* **Given text**:
╭──

Cain International (formerly Cain Hoy Enterprises) is a privately held real estate investment firm headquartered in London. As of 2022, the company had over $14 billion in assets under management.

History

Early history and founding 
Cain International was co-founded by Jonathan Goldstein and Todd Boehly in 2014, with minority backing from Guggenheim Partners. The company's early investments were a number of mixed-use developments in the United Kingdom before expanding to hotels, restaurant, housing and entertainment developments.

The firm was in talks to buy Tottenham Hotspur F.C. in 2014, but later pulled out of negotiations. Cain's CEO Goldstein later became a co-owner and director of Chelsea F.C., in 2022.

Cain Hoy entered a joint venture with Galliard Homes in 2015 to develop high rise apartments in Canary Wharf.

In 2014, Cain Hoy Enterprises loaned $167 million to SBE Entertainment Group as part of the company's recapitalization. As part of the deal, three principals from Cain Hoy joined SBE's board of directors. They later stepped down from the board in December 2014. In 2016, Cain Hoy acquired a 25% stake in SBE Entertainment as part of a joint venture to acquire Morgans Hotel Group. It exited this investment in 2018 when it sold this stake to AccorHotels.

International expansion and rebranding 
By 2016, the firm had invested over $1.4 billion in real estate development, and had begun to expand into the United States and Europe. Cain Hoy was renamed Cain International in 2017. In 2019, the company opened an office in Los Angeles.

In 2018, the company purchased a $345 million stake in The Beverly Hilton and Waldorf-Astoria Beverly Hills as part of a joint venture with Israeli hotelier Beny Alagem. In 2021, the partnership received approval from the city council to begin construction on One Beverly Hills, a mixed-use development spanning 17.5 acres that includes the Beverly Hilton, the Waldorf Astoria, and a planned Aman Hotel, Residences & Club.

Since 2018, Cain International has developed a number of skyscrapers in Miami, including the Una Residences, Missonia Baia and 830 Brickell Tower.

In April 2021, Cain International and OKO Group, a Miami-based real estate development firm, received a loan from Bank OZK to a construct the Missoni Baia tower in South Brickell, Miami. The Missoni Baia tower was topped off in June 2021. Cain International and OKO Group also entered a joint venture to build One River, a highrise apartment in Fort Lauderdale.

╰──

[Dataset rows]
╭──

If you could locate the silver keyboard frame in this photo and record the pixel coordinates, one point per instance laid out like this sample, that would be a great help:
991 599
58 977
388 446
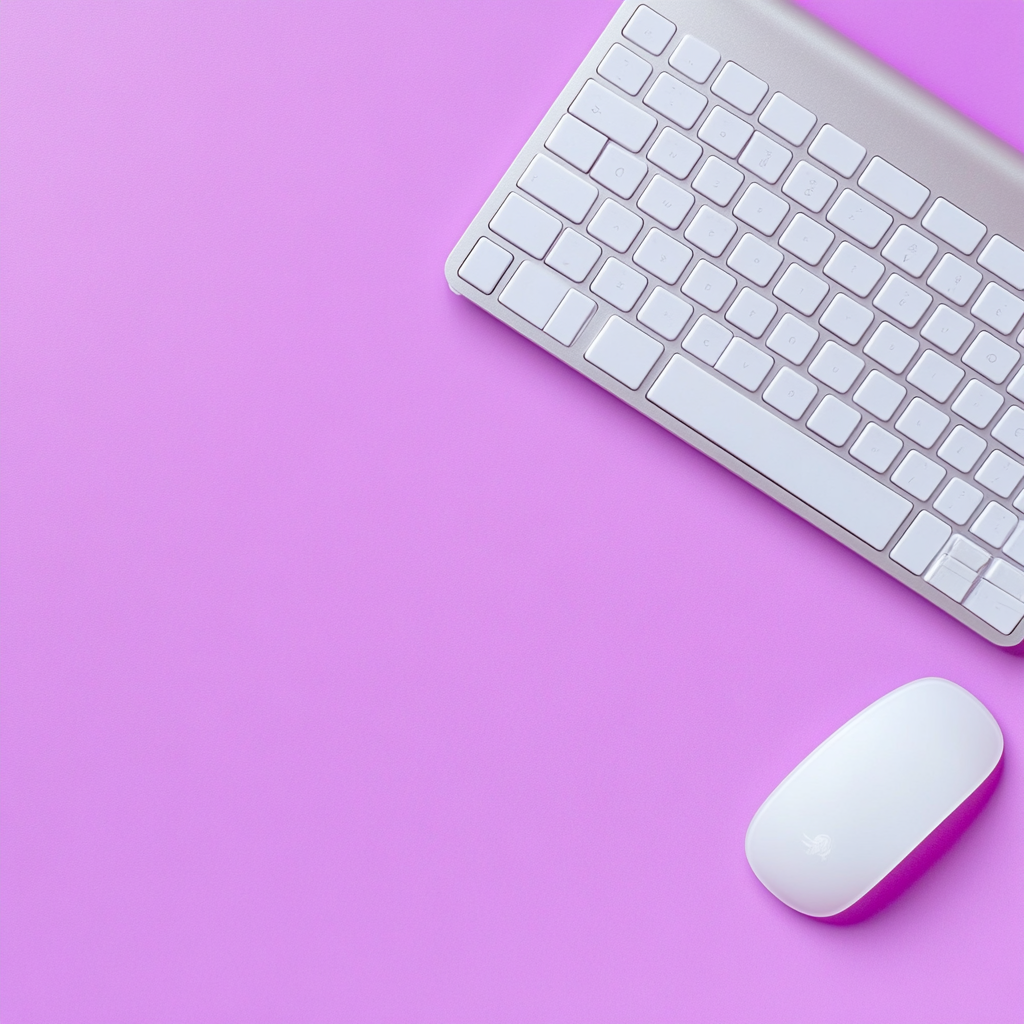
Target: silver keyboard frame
844 86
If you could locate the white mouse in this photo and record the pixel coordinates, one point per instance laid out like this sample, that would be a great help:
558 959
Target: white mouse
855 808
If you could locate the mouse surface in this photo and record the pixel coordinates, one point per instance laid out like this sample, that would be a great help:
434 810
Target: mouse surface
856 807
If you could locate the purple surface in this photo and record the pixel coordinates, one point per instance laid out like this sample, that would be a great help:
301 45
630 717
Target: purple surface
361 663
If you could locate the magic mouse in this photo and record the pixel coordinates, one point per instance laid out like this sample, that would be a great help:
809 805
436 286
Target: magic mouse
854 809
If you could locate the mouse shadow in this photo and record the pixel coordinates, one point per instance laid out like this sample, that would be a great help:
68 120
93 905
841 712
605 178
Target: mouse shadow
922 858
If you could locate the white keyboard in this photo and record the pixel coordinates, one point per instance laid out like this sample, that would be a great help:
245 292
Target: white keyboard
798 262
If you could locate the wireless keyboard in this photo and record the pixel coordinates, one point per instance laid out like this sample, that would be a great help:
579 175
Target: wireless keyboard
798 262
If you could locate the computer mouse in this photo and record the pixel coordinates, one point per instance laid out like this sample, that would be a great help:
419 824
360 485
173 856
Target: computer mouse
855 810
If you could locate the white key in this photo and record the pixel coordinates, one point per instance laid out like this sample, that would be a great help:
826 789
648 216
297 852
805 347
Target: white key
834 420
978 403
709 286
619 284
619 171
962 449
752 312
790 393
755 259
694 58
765 158
787 119
994 525
891 347
663 256
710 230
797 463
707 340
953 279
953 225
718 180
1010 429
880 395
921 543
612 116
846 318
576 142
836 367
761 209
792 338
876 448
676 100
666 202
625 69
739 87
558 187
674 153
989 356
998 308
624 352
614 225
484 265
649 30
534 293
806 239
957 501
802 290
665 313
725 131
573 255
838 152
744 364
1000 474
909 251
1005 260
854 269
893 186
809 186
935 376
947 329
918 475
570 315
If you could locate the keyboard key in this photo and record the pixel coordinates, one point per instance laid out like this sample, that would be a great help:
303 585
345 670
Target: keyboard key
739 87
612 116
791 393
838 152
558 187
846 318
809 186
649 30
619 284
761 209
909 251
953 225
880 395
625 352
665 313
676 100
576 142
484 265
797 463
806 239
891 185
694 58
854 269
625 69
674 153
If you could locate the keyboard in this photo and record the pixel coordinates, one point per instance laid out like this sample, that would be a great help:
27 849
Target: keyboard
798 262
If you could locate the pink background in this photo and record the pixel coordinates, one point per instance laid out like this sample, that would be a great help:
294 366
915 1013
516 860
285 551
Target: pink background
361 662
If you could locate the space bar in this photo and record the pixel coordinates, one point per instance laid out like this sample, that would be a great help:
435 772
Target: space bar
794 461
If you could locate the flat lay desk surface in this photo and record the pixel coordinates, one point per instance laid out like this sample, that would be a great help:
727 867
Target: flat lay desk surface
361 663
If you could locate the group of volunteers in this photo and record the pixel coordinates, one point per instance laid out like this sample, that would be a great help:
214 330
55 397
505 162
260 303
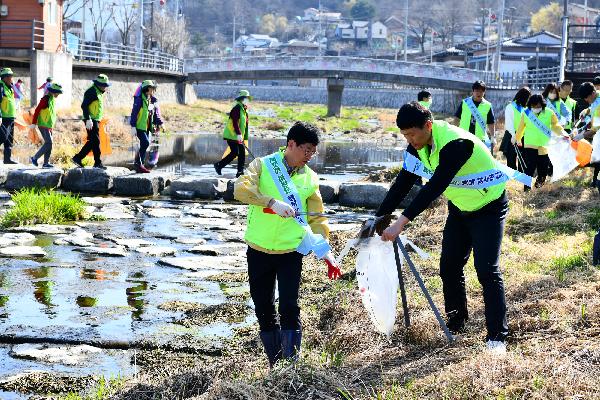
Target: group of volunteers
145 119
286 220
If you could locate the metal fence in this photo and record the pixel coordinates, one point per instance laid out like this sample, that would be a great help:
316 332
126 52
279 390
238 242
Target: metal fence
116 54
22 34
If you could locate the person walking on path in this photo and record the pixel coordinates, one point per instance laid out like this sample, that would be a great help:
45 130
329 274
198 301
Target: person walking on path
475 115
477 209
93 111
8 113
512 118
145 121
45 117
235 132
281 191
537 126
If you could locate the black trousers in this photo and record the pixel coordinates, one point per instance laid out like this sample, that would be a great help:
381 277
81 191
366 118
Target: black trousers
535 161
237 150
480 231
7 136
92 143
263 270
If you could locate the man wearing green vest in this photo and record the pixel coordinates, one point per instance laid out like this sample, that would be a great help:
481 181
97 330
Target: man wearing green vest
424 99
235 132
8 112
93 111
45 117
477 207
566 87
283 192
475 115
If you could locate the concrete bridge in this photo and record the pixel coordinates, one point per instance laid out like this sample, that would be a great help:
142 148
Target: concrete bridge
334 69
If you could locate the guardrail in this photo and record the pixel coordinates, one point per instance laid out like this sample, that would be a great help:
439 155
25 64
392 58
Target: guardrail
22 34
116 54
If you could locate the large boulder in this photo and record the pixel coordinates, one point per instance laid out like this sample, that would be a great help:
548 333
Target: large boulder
362 194
92 180
330 191
142 184
49 178
203 188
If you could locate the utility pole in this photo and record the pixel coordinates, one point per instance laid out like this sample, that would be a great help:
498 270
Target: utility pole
500 23
405 30
564 42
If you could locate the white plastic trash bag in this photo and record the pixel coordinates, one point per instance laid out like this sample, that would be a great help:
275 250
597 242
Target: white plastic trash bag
595 149
562 156
378 282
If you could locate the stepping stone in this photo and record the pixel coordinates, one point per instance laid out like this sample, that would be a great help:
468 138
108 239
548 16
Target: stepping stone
49 178
22 251
92 180
157 251
103 251
222 263
11 239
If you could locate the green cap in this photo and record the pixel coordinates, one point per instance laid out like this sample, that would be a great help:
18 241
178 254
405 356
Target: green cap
102 80
244 93
6 72
55 88
148 83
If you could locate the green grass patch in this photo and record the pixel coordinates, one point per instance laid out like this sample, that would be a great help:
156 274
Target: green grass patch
42 206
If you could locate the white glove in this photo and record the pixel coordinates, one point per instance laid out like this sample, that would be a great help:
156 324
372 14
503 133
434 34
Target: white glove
283 209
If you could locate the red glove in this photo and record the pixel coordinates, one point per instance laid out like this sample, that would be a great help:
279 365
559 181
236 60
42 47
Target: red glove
333 271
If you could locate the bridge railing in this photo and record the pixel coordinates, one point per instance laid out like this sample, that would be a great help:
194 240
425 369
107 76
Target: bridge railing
117 54
22 34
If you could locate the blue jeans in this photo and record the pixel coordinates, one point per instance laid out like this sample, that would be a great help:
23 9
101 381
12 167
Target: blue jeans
144 143
46 148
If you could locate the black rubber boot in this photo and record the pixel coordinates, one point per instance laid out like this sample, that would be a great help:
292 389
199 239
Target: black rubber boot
272 343
290 344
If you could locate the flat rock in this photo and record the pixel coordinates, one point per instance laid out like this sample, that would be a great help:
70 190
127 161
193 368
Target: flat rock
142 184
362 194
22 251
12 239
330 191
92 180
210 223
163 213
45 229
190 240
65 355
205 213
196 263
104 251
49 178
216 249
157 251
203 188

╰──

* **Task to complete**: Can you sum up the Cain International text above in two sentences?

* **Solved problem**: Cain International, formerly Cain Hoy Enterprises, is a privately held real estate investment firm headquartered in London that Jonathan Goldstein and Todd Boehly co-founded in 2014, and it had over $14 billion in assets under management as of 2022. Its early investments were mixed-use developments in the United Kingdom, and it later expanded into the United States and Europe, took the name Cain International in 2017, and developed projects such as One Beverly Hills and several skyscrapers in Miami.